Task brief:
Please format the entries below, from the line with "label=silver shield trophy action=detect" up to and including the line with "[339,189,423,331]", as a Markdown table. Use the columns Row and Line, number each row, and leave out blank lines.

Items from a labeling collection
============

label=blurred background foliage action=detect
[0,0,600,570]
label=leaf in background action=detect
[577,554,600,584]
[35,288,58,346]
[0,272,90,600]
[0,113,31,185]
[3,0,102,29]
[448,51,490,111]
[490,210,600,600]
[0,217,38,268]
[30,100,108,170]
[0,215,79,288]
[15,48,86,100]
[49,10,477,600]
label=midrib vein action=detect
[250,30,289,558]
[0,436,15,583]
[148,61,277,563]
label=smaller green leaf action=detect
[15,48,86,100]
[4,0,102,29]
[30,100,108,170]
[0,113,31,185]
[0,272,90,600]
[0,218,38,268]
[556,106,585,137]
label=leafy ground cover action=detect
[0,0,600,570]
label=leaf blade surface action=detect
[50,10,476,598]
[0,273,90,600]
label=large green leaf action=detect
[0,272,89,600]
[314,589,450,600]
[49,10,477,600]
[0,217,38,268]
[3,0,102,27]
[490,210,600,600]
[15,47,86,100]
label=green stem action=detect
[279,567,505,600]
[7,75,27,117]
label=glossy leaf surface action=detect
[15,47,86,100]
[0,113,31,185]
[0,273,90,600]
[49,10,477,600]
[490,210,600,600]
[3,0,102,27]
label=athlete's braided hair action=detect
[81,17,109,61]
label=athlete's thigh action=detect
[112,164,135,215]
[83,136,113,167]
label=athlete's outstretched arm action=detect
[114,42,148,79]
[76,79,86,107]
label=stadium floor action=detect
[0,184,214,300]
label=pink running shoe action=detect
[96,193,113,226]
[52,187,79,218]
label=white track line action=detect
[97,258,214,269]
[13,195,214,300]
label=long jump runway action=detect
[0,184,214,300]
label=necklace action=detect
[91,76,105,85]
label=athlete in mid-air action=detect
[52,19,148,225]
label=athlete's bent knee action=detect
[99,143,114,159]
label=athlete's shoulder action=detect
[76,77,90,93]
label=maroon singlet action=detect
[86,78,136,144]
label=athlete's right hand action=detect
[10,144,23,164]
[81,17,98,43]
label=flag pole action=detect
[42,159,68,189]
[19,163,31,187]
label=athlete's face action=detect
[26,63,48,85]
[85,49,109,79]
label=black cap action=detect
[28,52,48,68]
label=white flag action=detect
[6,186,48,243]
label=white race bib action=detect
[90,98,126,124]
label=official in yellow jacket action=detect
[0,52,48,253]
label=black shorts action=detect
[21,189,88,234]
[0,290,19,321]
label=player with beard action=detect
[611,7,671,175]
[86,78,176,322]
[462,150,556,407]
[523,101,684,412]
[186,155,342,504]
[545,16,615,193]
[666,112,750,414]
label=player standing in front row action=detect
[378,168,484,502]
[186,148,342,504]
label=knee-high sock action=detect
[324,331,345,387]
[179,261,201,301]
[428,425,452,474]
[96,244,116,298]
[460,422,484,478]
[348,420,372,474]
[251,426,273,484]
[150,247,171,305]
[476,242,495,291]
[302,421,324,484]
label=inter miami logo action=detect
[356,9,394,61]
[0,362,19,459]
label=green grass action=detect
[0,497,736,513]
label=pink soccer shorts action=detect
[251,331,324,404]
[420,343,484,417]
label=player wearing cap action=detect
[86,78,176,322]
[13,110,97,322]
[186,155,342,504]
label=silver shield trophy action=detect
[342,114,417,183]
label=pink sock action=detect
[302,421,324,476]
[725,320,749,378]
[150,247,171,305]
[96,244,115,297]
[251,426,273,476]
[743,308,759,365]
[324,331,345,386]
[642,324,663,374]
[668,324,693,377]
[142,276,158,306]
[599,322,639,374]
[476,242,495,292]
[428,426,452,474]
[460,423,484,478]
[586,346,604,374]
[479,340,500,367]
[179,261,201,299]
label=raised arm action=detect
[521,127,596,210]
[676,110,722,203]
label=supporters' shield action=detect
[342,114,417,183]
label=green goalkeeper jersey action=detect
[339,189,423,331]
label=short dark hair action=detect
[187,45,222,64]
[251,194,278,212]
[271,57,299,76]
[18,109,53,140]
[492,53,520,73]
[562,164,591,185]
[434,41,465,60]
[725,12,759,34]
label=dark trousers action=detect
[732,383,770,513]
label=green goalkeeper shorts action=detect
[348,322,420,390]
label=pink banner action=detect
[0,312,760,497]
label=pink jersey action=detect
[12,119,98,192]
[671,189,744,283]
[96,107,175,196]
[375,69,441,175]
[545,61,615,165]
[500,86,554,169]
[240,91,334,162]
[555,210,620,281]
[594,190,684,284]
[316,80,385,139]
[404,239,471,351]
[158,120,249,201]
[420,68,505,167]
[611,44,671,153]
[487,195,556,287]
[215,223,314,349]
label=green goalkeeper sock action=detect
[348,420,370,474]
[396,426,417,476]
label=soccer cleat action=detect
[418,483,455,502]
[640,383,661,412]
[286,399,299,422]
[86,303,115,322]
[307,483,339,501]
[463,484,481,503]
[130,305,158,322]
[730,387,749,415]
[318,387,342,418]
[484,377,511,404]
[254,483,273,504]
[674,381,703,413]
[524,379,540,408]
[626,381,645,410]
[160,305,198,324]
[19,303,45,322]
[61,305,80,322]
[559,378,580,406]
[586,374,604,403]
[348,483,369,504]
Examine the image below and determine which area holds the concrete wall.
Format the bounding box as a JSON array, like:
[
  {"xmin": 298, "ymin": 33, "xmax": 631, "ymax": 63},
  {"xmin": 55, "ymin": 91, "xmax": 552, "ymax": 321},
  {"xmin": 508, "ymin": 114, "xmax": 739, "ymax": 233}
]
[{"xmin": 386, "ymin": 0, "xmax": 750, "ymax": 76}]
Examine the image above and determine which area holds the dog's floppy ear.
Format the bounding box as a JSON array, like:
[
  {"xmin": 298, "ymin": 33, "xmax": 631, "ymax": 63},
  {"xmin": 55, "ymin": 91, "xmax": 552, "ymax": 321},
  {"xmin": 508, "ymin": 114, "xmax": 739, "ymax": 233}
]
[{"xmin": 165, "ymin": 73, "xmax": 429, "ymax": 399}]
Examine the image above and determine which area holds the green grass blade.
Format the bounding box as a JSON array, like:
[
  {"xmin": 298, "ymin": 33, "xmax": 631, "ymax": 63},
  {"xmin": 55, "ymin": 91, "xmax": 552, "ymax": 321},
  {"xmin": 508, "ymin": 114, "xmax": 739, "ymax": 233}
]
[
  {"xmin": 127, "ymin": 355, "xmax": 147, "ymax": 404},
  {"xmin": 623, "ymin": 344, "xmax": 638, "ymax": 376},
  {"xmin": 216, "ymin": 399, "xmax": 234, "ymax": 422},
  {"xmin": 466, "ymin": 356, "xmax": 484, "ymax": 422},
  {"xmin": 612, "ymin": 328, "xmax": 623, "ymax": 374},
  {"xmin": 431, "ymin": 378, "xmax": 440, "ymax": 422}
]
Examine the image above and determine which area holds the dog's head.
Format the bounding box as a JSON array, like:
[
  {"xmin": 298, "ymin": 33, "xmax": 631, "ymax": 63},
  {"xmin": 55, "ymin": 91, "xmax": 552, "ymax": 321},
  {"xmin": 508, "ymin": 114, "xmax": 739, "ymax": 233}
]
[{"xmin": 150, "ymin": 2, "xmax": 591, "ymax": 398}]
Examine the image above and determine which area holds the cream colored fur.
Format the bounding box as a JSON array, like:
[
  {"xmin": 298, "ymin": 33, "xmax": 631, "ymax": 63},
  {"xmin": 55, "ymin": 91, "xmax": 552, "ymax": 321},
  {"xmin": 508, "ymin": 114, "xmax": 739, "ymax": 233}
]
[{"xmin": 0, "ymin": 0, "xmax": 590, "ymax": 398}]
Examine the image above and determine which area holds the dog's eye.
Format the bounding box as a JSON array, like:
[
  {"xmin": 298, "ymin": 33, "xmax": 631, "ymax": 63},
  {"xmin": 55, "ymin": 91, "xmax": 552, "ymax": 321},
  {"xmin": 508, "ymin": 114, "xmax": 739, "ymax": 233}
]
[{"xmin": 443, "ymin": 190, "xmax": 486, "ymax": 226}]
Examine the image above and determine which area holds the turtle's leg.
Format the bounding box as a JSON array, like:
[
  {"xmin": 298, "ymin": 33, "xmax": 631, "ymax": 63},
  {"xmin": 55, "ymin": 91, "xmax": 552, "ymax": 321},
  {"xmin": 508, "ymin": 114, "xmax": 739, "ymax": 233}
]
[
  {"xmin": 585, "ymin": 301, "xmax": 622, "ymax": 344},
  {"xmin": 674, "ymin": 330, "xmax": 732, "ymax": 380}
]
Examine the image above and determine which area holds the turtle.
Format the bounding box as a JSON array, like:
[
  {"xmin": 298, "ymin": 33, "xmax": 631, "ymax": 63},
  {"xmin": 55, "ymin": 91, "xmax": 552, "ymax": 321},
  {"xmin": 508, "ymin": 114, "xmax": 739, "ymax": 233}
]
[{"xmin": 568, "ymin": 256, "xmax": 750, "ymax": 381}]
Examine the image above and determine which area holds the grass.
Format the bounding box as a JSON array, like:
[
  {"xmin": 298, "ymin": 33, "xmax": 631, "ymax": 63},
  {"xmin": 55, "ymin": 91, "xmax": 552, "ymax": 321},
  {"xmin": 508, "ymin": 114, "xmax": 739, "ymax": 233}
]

============

Expected output:
| Row | Line |
|---|---|
| 1 | label=silver shield trophy action=detect |
| 2 | [342,114,417,183] |
| 3 | label=pink sock action=detect |
| 4 | [302,421,324,476] |
| 5 | [725,320,749,378] |
| 6 | [150,247,171,305] |
| 7 | [96,244,115,297] |
| 8 | [251,426,273,476] |
| 9 | [743,308,759,365] |
| 10 | [324,331,345,386] |
| 11 | [642,324,663,374] |
| 12 | [668,324,693,377] |
| 13 | [142,276,158,306] |
| 14 | [599,322,639,374] |
| 15 | [476,242,495,292] |
| 16 | [428,426,452,474] |
| 17 | [460,423,484,478] |
| 18 | [586,346,604,374] |
| 19 | [479,340,500,367] |
| 20 | [179,261,201,299] |
| 21 | label=raised arm action=detect |
| 22 | [521,127,596,210] |
| 23 | [676,110,722,203] |
| 24 | label=supporters' shield action=detect |
| 25 | [342,114,417,183] |
| 26 | label=green goalkeeper jersey action=detect |
| 27 | [339,189,423,331] |